● **REQUIRED TASK A**: In the post about running WebRTC on Amazon Web Services, which tool did the engineers use to build their test rig?
● **REQUIRED TASK B**: Reproduce the part of the post on Amazon Web Services for WebRTC between "Amazon Web Services for" and "the final answer.", inclusive.

● **EXCERPT PROVIDED**:
Chris Kranky

Recent Posts


Amazon Web Services for WebRTC? Y/N

Chris KoehnckeChris Koehncke

icon_cloud_servicesMany folks looking to implement communication services ask whether they can host this in PaaS environment like Amazon Web Services. The question itself evokes a lot of emotional opinions on both sides of the yes and no response. Often these emotions are based on anecdotal evidence and ultimately “it depends” is the final answer.

As a partner in a media company, our engineers set about to try and answer that question with some specific testing unique to our application (your own situation may vary). I’m gonna give you the non-technical easy to consume answers we found.

Amazon Web Services (AWS) does not explicitly promise any QOS, however, they do offer hosted Flash Services which do have time sensitive elements (matching audio with a visual for example). However, this is a separate service and not part of the generic AWS offering. Why doesn’t AWS offer a communication sensitive QOS? Maybe because they don’t see the market as large enough (read this in 2 years perhaps and that statement may be false).

There are two elements to consider in a communications exchange. Media and signaling. Signaling, where a human is waiting, can take it’s merry time. A 1/4 second is eons in computer time; however, you and I don’t notice these brief delays (probably cause we’re too busy texting on our phones). However, we will notice media delays of more than 250 msec (1/4 sec for those not on the metric system).

In our testing, AWS was more than acceptable for signalling human communications applications (think voice, video, chat signaling of any sort). Hence, if you’re trying to run an IP PBX or node.js signaling element at AWS (or their competitors) you’ll be fine. Have a nice day.

Media is a different story, particularly if the media is having to hairpin thru AWS. For a WebRTC P2P service, there is no impact to the service. But what about where you want a WebRTC TURN service where media (voice or video) has to go up to the server and back down to the other side or some mixing application.

Our application test was purely for a voice application where the media would indeed hairpin thru the server. We set up a test rig using Iperf, an open source TCP/UDP bandwidth tool. Is it the best? No, but it had the right price (free) and close enough is close enough. We fired up remote drones on other machines on the public Internet and started hammering away.

What we were looking for in simple terms was a breaking point where the AWS servers would consistently have a media failure (meaning either starting losing or delays packets such that a human would notice, metric or not).

I pause because our drone servers were located on the public Internet (though in a data center with GigE connections) and frankly the public Internet misbehaves quite often on it’s own, like a thunderstorm, problems can appear and disappear with no warning and no reason for why afterwards. While Amazon has numerous Internet peering points, they buy on price, not quality, thus the providers don’t necessarily give them the best quality of service. The short is, if we had failures, we couldn’t necessarily blame the cloud provider (AWS).

After much testing, we ended up concluding that for our audio mixing needs, that Amazon worked just fine, if you selected one of the larger computing instances. We calculated that the reason for this was that in a larger instance, our application would take effective control of an Ethernet port of the “box” and not subject us to other tenants also running on the same hardware (and potentially trying to use a lot of network time). We also consistently found that in round the clock hammering that at ~ 400 simultaneous voice connections (G.711), we’d start to see unacceptable consistent performance.

That’s fine, we were happy. What we wanted was an empirical number and we had one. 400 simultaneous audio connections on an AWS large computing instance.

● **DATA RECORDS**:
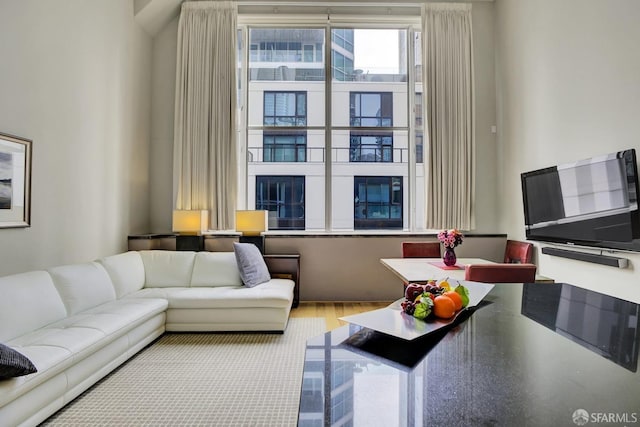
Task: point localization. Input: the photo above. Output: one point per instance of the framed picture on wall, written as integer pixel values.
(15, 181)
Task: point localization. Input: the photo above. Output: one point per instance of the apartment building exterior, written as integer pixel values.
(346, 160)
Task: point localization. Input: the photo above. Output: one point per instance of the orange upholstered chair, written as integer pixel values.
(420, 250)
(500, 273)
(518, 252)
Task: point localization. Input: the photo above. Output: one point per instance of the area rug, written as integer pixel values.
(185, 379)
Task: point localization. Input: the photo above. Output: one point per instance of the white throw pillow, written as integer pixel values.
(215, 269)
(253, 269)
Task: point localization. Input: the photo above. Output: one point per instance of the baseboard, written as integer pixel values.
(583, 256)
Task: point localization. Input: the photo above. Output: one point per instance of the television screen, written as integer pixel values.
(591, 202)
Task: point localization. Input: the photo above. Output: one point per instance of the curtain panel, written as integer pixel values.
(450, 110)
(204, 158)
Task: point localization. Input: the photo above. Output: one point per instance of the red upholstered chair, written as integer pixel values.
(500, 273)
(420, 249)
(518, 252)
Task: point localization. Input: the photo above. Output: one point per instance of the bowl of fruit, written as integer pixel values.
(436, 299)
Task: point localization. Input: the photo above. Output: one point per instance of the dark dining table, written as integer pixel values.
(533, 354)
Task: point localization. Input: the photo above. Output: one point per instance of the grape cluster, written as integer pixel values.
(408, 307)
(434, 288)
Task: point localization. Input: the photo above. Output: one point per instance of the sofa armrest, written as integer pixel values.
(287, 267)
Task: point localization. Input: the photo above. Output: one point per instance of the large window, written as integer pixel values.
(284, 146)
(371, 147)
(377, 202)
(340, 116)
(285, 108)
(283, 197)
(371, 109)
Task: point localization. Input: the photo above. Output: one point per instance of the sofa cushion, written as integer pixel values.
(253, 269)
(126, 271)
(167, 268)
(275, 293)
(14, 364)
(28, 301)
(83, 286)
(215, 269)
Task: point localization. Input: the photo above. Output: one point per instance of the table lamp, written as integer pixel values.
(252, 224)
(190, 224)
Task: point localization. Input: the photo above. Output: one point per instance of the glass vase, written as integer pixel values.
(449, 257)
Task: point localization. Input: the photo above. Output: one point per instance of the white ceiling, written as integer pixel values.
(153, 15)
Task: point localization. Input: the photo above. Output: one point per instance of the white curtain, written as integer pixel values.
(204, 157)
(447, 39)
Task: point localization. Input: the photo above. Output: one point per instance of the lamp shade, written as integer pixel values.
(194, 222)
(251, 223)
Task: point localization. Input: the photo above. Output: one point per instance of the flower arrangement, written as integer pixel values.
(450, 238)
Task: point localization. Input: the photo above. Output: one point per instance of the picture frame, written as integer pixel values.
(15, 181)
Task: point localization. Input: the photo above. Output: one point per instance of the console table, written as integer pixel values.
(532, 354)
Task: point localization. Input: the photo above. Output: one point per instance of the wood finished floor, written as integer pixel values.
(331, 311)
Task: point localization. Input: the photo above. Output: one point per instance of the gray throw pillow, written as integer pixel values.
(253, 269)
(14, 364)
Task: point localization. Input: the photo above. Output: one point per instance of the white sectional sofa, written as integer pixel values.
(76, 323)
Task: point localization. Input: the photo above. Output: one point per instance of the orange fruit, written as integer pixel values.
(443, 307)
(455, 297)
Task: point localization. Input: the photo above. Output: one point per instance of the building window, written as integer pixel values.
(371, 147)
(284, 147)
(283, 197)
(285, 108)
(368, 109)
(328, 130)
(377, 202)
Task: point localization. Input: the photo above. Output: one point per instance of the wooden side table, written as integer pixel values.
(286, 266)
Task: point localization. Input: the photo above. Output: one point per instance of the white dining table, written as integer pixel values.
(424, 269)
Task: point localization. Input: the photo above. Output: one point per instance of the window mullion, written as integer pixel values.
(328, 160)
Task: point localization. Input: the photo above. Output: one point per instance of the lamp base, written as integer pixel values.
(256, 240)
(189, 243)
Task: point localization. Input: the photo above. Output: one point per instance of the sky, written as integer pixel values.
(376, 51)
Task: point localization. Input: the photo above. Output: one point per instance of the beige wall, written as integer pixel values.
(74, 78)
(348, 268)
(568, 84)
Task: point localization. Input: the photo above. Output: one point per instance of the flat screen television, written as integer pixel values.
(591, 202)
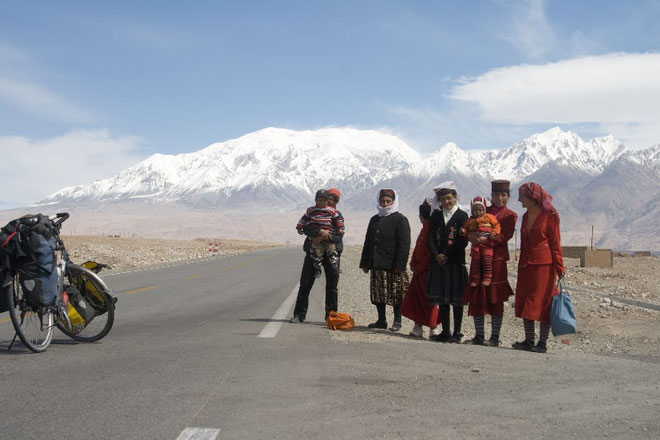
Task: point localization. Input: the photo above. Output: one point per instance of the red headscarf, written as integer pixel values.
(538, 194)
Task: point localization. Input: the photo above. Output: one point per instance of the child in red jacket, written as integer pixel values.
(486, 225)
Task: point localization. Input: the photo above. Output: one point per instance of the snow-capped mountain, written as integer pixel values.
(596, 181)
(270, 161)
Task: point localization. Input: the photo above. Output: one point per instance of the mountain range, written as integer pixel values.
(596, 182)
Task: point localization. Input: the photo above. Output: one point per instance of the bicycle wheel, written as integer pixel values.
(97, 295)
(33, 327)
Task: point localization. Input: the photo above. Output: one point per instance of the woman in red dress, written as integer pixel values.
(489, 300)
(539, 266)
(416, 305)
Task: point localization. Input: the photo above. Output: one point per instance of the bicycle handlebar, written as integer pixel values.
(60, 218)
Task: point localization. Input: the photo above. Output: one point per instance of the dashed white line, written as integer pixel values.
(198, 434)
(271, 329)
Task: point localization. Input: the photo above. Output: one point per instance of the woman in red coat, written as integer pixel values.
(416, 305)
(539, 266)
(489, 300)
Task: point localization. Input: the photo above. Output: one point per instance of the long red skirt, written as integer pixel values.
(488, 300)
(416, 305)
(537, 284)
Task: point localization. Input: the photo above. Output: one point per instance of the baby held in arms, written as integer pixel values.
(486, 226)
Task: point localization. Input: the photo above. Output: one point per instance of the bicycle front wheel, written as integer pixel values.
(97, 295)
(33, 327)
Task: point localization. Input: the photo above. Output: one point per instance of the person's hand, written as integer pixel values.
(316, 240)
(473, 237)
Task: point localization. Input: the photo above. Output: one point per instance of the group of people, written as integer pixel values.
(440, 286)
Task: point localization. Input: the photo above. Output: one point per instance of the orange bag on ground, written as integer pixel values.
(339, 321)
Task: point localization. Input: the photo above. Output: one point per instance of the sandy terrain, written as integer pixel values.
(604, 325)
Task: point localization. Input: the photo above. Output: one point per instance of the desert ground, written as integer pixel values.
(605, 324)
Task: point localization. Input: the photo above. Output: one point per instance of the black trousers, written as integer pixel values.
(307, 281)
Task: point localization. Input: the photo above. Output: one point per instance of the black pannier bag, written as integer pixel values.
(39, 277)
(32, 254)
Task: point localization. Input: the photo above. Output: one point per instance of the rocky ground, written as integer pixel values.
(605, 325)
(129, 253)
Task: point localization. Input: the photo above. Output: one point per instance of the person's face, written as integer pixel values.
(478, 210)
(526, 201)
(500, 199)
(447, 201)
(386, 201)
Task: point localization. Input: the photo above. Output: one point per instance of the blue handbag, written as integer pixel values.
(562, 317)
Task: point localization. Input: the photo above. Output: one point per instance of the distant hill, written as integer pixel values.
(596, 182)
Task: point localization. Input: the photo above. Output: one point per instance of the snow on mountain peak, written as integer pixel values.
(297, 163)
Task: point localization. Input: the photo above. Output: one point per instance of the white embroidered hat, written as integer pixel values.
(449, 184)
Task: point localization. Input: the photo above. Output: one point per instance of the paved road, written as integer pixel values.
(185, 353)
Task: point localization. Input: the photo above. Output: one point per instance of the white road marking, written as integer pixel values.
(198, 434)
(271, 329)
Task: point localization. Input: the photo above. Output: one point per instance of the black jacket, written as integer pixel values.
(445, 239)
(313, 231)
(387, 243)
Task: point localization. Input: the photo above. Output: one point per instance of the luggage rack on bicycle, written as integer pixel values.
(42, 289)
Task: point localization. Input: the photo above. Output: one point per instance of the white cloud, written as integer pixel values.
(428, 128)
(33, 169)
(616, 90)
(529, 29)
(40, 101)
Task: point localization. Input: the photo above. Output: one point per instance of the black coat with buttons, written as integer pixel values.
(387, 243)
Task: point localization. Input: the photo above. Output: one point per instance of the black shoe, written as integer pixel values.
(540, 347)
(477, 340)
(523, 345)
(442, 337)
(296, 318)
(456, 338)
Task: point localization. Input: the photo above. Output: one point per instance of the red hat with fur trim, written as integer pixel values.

● **OUTPUT A**: Iperf, an open source TCP/UDP bandwidth tool.

● **OUTPUT B**:
Amazon Web Services for WebRTC? Y/N

Chris KoehnckeChris Koehncke

icon_cloud_servicesMany folks looking to implement communication services ask whether they can host this in PaaS environment like Amazon Web Services. The question itself evokes a lot of emotional opinions on both sides of the yes and no response. Often these emotions are based on anecdotal evidence and ultimately “it depends” is the final answer.